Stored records
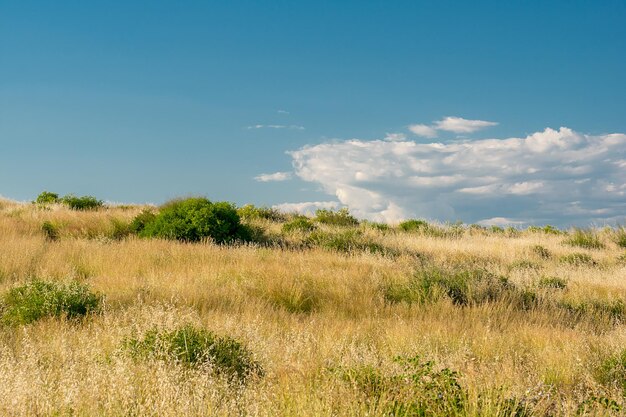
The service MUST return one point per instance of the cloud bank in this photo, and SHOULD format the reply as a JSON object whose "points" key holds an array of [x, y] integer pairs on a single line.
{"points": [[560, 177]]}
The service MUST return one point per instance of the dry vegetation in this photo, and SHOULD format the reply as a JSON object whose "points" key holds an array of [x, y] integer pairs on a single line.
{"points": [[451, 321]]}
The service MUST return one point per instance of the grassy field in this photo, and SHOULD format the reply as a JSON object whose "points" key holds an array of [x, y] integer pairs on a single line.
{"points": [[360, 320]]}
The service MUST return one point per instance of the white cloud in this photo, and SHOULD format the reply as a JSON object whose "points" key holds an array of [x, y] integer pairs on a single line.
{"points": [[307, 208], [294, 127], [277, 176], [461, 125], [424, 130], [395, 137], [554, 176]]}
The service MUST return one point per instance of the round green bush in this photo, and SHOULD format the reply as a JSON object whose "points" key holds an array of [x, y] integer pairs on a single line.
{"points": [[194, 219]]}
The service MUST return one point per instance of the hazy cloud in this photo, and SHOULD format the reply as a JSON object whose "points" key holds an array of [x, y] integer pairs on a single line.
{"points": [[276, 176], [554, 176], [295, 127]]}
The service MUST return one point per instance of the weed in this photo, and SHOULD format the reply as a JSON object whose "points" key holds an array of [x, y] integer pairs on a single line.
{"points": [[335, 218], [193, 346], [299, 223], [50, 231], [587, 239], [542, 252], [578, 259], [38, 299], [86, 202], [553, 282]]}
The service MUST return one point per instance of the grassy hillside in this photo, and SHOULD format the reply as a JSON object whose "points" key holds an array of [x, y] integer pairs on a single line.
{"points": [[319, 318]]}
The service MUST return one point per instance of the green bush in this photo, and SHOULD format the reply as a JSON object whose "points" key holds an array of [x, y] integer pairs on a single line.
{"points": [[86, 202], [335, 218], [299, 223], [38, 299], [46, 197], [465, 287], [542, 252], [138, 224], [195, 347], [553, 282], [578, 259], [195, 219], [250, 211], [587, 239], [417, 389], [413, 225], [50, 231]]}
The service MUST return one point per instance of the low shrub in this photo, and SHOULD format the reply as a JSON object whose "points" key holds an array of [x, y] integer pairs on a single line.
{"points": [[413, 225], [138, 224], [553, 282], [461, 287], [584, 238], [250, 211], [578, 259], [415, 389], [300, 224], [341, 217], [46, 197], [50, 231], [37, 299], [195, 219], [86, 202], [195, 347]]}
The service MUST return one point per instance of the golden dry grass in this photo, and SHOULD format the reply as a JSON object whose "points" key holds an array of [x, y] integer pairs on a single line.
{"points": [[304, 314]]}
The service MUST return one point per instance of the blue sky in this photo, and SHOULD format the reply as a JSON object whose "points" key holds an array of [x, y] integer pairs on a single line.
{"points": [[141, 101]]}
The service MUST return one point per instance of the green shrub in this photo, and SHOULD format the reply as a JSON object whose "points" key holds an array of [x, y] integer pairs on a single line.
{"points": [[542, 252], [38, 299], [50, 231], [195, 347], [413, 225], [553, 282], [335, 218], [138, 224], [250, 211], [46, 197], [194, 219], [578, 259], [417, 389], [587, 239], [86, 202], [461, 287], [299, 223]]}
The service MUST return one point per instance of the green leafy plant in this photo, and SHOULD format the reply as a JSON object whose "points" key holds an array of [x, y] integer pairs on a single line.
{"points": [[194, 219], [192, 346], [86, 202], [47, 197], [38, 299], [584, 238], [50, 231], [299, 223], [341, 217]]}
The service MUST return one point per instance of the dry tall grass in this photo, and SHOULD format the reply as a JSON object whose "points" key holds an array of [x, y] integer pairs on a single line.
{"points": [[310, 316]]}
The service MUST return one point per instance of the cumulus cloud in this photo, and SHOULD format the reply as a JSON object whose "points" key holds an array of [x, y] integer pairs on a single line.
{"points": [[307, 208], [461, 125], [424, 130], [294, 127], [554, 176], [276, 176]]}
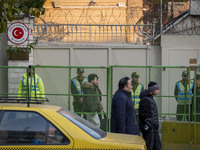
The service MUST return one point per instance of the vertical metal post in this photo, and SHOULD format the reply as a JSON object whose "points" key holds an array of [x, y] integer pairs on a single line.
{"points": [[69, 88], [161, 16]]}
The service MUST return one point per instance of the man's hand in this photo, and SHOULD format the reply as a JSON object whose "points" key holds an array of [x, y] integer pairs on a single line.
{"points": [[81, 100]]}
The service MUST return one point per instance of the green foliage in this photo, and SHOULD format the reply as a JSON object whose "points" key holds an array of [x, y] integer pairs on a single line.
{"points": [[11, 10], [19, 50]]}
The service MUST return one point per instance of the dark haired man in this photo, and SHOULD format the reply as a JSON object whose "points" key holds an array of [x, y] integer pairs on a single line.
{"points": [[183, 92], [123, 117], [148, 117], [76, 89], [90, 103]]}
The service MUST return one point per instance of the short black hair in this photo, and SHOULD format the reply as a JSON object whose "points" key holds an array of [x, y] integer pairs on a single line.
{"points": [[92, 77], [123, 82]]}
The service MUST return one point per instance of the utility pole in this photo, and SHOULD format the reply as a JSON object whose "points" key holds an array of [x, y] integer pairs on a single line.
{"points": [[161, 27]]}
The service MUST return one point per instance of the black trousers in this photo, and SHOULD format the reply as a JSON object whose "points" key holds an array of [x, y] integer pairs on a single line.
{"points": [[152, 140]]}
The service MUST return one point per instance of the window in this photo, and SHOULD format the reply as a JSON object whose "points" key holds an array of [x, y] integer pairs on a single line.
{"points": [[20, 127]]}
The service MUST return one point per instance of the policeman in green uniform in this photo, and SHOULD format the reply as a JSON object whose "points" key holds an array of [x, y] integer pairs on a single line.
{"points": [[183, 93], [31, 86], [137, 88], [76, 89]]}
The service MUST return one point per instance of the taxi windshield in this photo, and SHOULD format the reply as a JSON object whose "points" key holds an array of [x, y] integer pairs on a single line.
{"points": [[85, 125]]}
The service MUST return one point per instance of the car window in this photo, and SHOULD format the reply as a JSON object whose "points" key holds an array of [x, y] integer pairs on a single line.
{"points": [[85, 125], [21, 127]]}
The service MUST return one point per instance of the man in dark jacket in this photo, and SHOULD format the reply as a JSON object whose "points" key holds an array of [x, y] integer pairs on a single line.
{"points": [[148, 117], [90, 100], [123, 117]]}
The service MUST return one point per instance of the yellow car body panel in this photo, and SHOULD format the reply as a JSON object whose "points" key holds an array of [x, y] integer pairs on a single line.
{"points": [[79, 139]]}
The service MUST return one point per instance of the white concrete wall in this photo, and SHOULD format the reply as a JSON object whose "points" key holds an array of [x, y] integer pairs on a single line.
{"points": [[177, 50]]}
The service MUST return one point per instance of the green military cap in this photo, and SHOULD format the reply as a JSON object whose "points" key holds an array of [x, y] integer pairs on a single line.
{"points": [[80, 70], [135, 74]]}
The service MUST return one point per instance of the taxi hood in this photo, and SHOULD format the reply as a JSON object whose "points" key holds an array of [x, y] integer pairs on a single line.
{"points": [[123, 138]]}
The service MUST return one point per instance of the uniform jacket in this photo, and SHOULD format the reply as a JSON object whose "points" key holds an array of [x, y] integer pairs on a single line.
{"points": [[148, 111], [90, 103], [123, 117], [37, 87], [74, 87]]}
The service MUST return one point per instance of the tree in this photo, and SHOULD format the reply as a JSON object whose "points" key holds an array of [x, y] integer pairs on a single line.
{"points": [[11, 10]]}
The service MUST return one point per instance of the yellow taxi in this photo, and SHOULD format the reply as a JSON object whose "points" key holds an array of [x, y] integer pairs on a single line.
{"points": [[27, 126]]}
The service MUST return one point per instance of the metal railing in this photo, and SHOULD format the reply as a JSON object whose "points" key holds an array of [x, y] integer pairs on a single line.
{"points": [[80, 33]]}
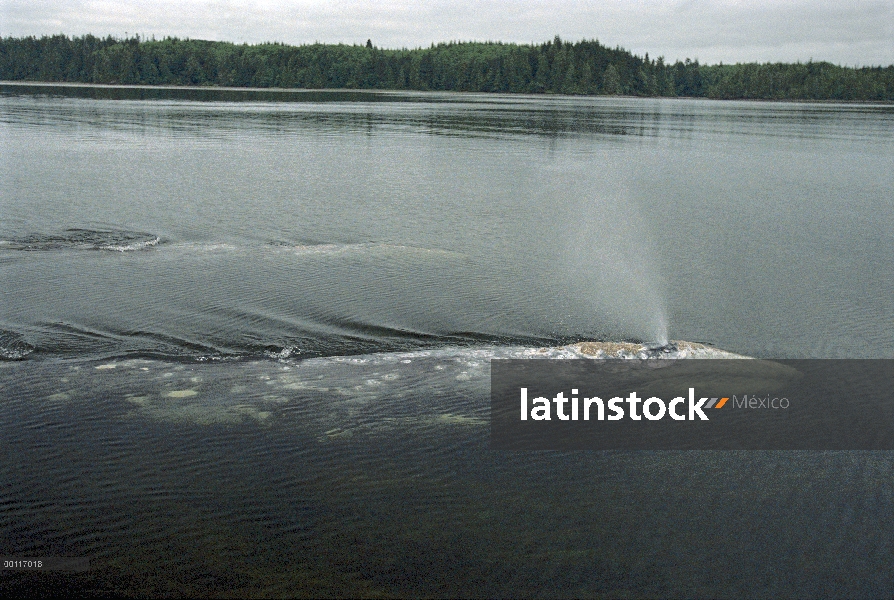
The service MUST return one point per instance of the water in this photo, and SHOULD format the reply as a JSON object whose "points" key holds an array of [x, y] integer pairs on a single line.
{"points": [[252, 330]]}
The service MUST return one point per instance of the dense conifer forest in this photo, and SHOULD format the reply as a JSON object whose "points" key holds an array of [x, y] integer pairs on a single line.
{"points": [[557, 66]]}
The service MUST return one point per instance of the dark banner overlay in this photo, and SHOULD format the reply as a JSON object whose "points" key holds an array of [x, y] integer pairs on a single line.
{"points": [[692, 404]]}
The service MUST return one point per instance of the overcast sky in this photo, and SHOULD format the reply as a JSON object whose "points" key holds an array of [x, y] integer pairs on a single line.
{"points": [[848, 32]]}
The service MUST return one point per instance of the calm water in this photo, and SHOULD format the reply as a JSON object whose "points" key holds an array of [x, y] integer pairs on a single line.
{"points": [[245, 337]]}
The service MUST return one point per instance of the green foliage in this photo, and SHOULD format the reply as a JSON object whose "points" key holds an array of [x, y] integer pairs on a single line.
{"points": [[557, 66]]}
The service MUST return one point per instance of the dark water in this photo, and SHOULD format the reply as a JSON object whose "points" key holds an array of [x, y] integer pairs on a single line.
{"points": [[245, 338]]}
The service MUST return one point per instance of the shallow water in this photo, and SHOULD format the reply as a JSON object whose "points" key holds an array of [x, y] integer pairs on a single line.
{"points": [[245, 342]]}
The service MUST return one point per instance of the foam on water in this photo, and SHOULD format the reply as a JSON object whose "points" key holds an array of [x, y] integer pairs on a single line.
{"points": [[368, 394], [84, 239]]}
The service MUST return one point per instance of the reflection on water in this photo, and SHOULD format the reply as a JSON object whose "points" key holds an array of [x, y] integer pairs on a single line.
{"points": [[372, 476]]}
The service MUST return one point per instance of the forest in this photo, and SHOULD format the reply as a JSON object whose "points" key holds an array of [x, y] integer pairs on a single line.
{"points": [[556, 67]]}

WRITTEN REQUEST
Put the lines of the items above, from the line containing "The service MUST return one point per instance of the forest" through the end of the items, into a JSON list of strings, one string per line, with any blank lines left out.

EXERCISE RESULT
[
  "The service MUST return one point per instance of the forest in this photo, and SHOULD format the reply as a JSON object whose \"points\" key holds an array of [x, y] integer pairs on a single line.",
  "{\"points\": [[556, 67]]}"
]